_What is expected_
Please render each line of the records below as one string in a JSON list, leaving out any blank lines.
[START OF Extracted data]
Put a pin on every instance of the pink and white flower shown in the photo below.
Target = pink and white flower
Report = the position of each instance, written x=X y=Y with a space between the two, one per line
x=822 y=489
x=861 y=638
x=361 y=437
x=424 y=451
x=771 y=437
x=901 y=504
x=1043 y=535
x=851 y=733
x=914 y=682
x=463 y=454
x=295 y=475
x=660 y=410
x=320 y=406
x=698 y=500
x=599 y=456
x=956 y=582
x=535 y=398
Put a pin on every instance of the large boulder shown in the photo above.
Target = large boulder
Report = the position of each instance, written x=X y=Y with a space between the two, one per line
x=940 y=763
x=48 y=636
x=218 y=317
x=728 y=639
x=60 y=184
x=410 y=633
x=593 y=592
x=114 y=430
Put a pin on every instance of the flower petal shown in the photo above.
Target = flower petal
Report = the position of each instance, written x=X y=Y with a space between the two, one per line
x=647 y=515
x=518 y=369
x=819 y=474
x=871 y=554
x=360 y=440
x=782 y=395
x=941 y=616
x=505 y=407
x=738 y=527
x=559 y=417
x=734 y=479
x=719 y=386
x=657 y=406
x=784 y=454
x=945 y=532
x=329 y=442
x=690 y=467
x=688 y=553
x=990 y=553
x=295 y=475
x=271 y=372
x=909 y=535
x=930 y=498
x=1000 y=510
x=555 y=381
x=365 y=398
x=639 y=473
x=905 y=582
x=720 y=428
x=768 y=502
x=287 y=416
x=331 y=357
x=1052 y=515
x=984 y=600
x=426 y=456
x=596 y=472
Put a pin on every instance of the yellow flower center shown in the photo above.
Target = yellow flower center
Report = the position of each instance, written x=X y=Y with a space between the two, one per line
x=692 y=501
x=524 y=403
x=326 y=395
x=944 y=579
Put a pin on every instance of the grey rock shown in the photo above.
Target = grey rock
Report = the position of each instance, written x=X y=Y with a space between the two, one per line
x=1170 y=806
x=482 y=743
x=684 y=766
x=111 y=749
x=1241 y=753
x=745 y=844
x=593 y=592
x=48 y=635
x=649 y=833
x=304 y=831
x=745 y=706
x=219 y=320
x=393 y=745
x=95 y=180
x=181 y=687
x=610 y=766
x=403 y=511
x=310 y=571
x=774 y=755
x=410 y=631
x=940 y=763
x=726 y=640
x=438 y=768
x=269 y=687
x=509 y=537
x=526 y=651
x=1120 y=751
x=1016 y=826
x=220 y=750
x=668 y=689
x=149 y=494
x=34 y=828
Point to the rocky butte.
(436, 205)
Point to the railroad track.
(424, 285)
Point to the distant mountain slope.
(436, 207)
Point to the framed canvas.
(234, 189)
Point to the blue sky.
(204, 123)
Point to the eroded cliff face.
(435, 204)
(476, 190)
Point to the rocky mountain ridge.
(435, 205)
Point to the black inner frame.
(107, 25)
[END OF Extracted data]
_Final result_
[
  "Put a pin on every instance of the pink and white flower shown in the photo below.",
  "Target = pink and white flower",
  "Report = the position of each instance, written x=X y=Y with a space between the two, one per line",
  "x=822 y=489",
  "x=861 y=638",
  "x=361 y=437",
  "x=424 y=451",
  "x=771 y=437",
  "x=901 y=504",
  "x=1043 y=535",
  "x=851 y=733",
  "x=914 y=682",
  "x=463 y=454",
  "x=295 y=475",
  "x=660 y=410",
  "x=320 y=406",
  "x=698 y=500",
  "x=599 y=456",
  "x=956 y=582",
  "x=535 y=398",
  "Put a pin on every instance of the large boulder shown in the photo above.",
  "Target = large boulder",
  "Report = the position of each instance, written x=X y=Y with a space between the two, one per line",
  "x=940 y=763",
  "x=48 y=636",
  "x=218 y=317",
  "x=728 y=639",
  "x=60 y=184",
  "x=410 y=633",
  "x=593 y=592",
  "x=114 y=430",
  "Put a pin on every instance of the flower petal shown in the photo above.",
  "Target = flower petal",
  "Report = the position of each instance, written x=X y=Y with a space between the two, one per line",
  "x=647 y=515",
  "x=518 y=369",
  "x=819 y=474",
  "x=871 y=554",
  "x=360 y=440",
  "x=782 y=395",
  "x=941 y=616",
  "x=505 y=407",
  "x=738 y=527",
  "x=559 y=417",
  "x=734 y=479",
  "x=719 y=386",
  "x=657 y=406",
  "x=784 y=454",
  "x=945 y=532",
  "x=329 y=442",
  "x=690 y=467",
  "x=688 y=553",
  "x=990 y=553",
  "x=295 y=475",
  "x=271 y=372",
  "x=909 y=535",
  "x=930 y=498",
  "x=1000 y=510",
  "x=555 y=381",
  "x=365 y=398",
  "x=639 y=473",
  "x=905 y=582",
  "x=720 y=428",
  "x=768 y=502",
  "x=287 y=416",
  "x=331 y=357",
  "x=1052 y=515",
  "x=984 y=600",
  "x=426 y=456",
  "x=596 y=472",
  "Put a pin on every instance of the yellow flower center shown in the photo above.",
  "Target = yellow flower center",
  "Report = the position of each instance, written x=X y=Y with a space between the two, one per line",
  "x=692 y=501",
  "x=524 y=403",
  "x=326 y=395",
  "x=944 y=579",
  "Put a pin on every instance of the grey rock shown in the photo above.",
  "Target = grey rock",
  "Report = the position of each instance, written x=X y=Y with a space between the two, one per line",
  "x=1170 y=806",
  "x=482 y=743",
  "x=684 y=766",
  "x=111 y=749",
  "x=1241 y=753",
  "x=745 y=844",
  "x=593 y=592",
  "x=48 y=635",
  "x=649 y=833",
  "x=304 y=831",
  "x=745 y=706",
  "x=219 y=320",
  "x=393 y=745",
  "x=95 y=180",
  "x=181 y=687",
  "x=610 y=766",
  "x=403 y=511",
  "x=310 y=571",
  "x=774 y=755",
  "x=410 y=631",
  "x=940 y=763",
  "x=726 y=640",
  "x=438 y=768",
  "x=269 y=687",
  "x=509 y=537",
  "x=526 y=651",
  "x=1120 y=751",
  "x=1016 y=826",
  "x=220 y=750",
  "x=668 y=689",
  "x=149 y=494",
  "x=34 y=828",
  "Point to the rocky butte.",
  "(436, 205)",
  "Point to the railroad track.",
  "(424, 285)",
  "Point to the distant mountain slope.",
  "(436, 207)",
  "Point to the framed canvas.",
  "(234, 189)",
  "Point to the blue sky.",
  "(204, 123)",
  "Point to the eroded cliff face.",
  "(435, 204)",
  "(476, 190)",
  "Point to the rocky mountain ridge.",
  "(435, 205)",
  "Point to the black inner frame.",
  "(107, 25)"
]